» **Exercises to complete**:
[1] Decide whether each statement agrees with the excerpt on ulnar variance in young gymnasts below, answering yes or no and quoting the deciding words: (a) The gymnasts' mean skeletal age was higher than their chronological age. (b) Skeletal age was determined with the Tanner-Whitehouse 3-method. (c) The gymnasts trained 16.7 hours per week on average.
[2] Render this sentence from the gymnast study excerpt below in Spanish: "Significant differences between right and left ulnar variance were demonstrated."

» **Excerpt**:
METHODS: Thirty-three Portuguese skeletally immature female gymnasts (mean age 11.1 years) of different age-related categories completed a questionnaire detailing their training characteristics. Besides maturation, stature, body mass, and body composition, also handgrip strength of both hands were measured. Left and right ulnar variance was obtained using Hafner’s procedure and skeletal age through the Tanner-Whitehouse 3-method.
RESULTS: Mean skeletal age (10.1±1.9 yr) is one year younger than chronological age (11.1±2.1 yr) and this discrepancy becomes more pronounced with increasing age-category. Gymnasts presented on average 6.1 years of training and 16.7 hours/week. A negative mean value for both the left and right ulnar variance measures was observed (between -1.7 mm and -3.1 mm) but with increasing age-category there is a trend that ulnar variance becomes more positive (between +0.3 mm and -1 mm). Significant differences between right and left ulnar variance were demonstrated. Correlations between ulnar variance and biological and training characteristics and handgrip strength are rather low and not significant, except for skeletal age (r=0.38), stature (r=0.41) and fat-free mass (r=0.48).
CONCLUSION: Despite some significant results the main results of this study do not directly support the thesis that gymnastics training or handgrip strength are associated with ulnar variance.

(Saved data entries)

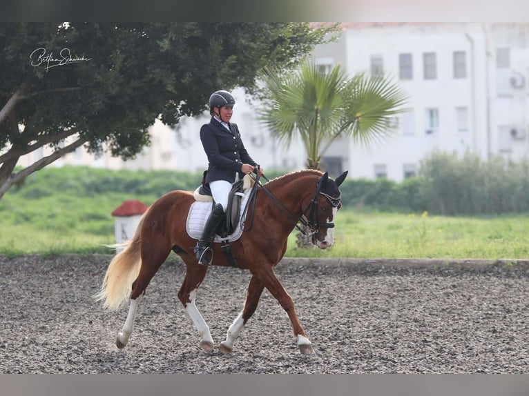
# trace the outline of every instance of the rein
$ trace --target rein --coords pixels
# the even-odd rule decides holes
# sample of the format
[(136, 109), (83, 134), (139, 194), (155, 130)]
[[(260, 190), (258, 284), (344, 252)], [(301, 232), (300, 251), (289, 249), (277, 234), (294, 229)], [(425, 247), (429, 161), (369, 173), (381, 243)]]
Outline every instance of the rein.
[[(283, 205), (282, 202), (281, 202), (279, 199), (276, 198), (273, 194), (270, 192), (270, 191), (266, 187), (264, 187), (264, 186), (263, 186), (262, 184), (260, 183), (260, 181), (259, 181), (258, 170), (258, 172), (256, 172), (256, 176), (254, 177), (253, 175), (251, 175), (251, 177), (252, 177), (252, 179), (253, 179), (256, 181), (256, 184), (260, 186), (261, 188), (262, 188), (262, 190), (264, 190), (264, 192), (268, 195), (268, 196), (270, 197), (272, 201), (278, 207), (279, 207), (280, 209), (281, 209), (283, 211), (283, 212), (287, 215), (287, 218), (292, 224), (292, 225), (296, 228), (298, 228), (298, 230), (304, 235), (306, 235), (306, 236), (314, 235), (318, 232), (318, 227), (327, 227), (329, 228), (332, 228), (334, 227), (334, 223), (318, 223), (318, 221), (315, 221), (315, 219), (317, 218), (317, 214), (318, 214), (318, 195), (319, 194), (321, 194), (322, 195), (323, 195), (327, 199), (327, 201), (329, 201), (331, 205), (332, 205), (334, 207), (338, 206), (340, 204), (340, 197), (338, 197), (338, 198), (334, 198), (328, 195), (327, 194), (325, 194), (325, 192), (322, 192), (321, 186), (320, 186), (319, 182), (316, 185), (316, 192), (314, 193), (314, 197), (311, 200), (310, 203), (309, 204), (309, 206), (302, 212), (303, 214), (301, 216), (298, 216), (296, 213), (293, 212), (285, 205)], [(268, 178), (267, 178), (267, 177), (264, 176), (264, 175), (262, 175), (262, 177), (267, 181), (270, 181), (268, 179)], [(256, 189), (256, 192), (257, 192), (257, 189)], [(253, 197), (251, 197), (251, 198), (253, 199)], [(256, 202), (255, 202), (255, 200), (253, 200), (253, 208), (255, 208), (255, 206), (256, 206)], [(307, 219), (307, 217), (305, 215), (305, 213), (306, 213), (309, 210), (310, 210), (310, 212), (309, 214), (309, 219)], [(253, 224), (253, 210), (252, 210), (252, 215), (251, 217), (251, 224)], [(298, 223), (301, 223), (306, 228), (308, 228), (309, 230), (310, 230), (310, 232), (307, 232), (302, 228), (300, 227), (298, 225)], [(250, 226), (250, 228), (251, 228), (251, 226)]]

» **Results by task**:
[1]
(a) No: "Mean skeletal age (10.1±1.9 yr) is one year younger than chronological age (11.1±2.1 yr)"
(b) Yes: "skeletal age through the Tanner-Whitehouse 3-method"
(c) Yes: "Gymnasts presented on average 6.1 years of training and 16.7 hours/week."

[2] Se demostraron diferencias significativas entre la varianza cubital derecha y la izquierda.